(Input)
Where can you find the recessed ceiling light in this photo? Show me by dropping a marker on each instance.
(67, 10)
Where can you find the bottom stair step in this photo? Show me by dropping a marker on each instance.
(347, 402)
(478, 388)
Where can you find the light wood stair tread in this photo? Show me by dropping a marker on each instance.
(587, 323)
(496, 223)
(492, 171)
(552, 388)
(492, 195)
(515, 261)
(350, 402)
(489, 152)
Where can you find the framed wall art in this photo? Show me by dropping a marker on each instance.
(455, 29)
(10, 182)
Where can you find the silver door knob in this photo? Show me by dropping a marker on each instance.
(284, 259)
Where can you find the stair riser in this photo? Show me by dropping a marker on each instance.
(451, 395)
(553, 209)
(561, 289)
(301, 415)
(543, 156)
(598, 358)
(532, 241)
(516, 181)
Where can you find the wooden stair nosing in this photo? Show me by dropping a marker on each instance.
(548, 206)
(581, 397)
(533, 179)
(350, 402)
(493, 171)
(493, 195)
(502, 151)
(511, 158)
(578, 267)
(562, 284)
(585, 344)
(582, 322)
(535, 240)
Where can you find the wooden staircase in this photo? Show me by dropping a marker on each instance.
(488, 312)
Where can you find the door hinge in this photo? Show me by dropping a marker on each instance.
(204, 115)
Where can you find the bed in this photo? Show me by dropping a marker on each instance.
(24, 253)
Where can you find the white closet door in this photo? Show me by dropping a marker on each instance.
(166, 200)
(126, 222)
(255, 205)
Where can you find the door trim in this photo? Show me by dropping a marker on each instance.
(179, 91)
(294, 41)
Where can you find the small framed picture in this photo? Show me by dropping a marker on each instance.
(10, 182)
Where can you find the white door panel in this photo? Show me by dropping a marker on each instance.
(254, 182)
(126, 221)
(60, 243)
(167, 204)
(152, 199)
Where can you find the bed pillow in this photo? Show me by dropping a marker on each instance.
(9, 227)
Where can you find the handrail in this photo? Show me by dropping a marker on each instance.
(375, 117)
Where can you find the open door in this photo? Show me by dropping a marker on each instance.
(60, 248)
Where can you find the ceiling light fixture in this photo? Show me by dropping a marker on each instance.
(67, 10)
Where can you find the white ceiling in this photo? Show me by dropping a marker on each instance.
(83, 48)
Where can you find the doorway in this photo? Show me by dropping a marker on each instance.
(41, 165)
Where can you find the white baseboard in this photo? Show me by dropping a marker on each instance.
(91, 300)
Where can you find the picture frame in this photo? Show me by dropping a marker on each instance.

(Activity) Please copy the line holding "Where can you find the bed in" and all lines after it to the end of the records, exactly, and nothing else.

(Answer to the exercise)
Where can you find the bed in this photo? Show me by dropping a marker on each instance.
(24, 253)
Where can you find the white closet door in this photo? Show me by dropping a marker on each instance.
(166, 200)
(126, 222)
(255, 205)
Where can you find the door trim in this photo? Show me by dropping a marker on each instance.
(179, 91)
(294, 41)
Where can you find the small framed picture in this photo? Show me by dropping a marker on each instance.
(10, 182)
Where can you find the white door panel in this photo? Show me by dropping a marker on each instance.
(254, 182)
(126, 221)
(60, 243)
(167, 204)
(152, 199)
Where can you find the bed pillow in this photo? Show me by dropping a marker on each instance.
(9, 227)
Where can you find the handrail in this photo? Show me by dropping a marker on each instance.
(375, 117)
Where can you find the open door in this photo? Show me by dropping a marker on each instance.
(60, 248)
Where can you find the ceiling light fixture in this photo? Show me by dropping a marker on each instance.
(67, 10)
Where can you find the white ceiling in this photo? Show me by dropping a marker on each instance.
(83, 48)
Where can you find the doorway in this photo? Show me by dropping a marker on each instance.
(41, 165)
Where can you find the white baseboard in this photo? Show me by dropping a marker on each instance.
(91, 300)
Where can you find the picture frame in this photo? Show me by dropping a marker on each instance.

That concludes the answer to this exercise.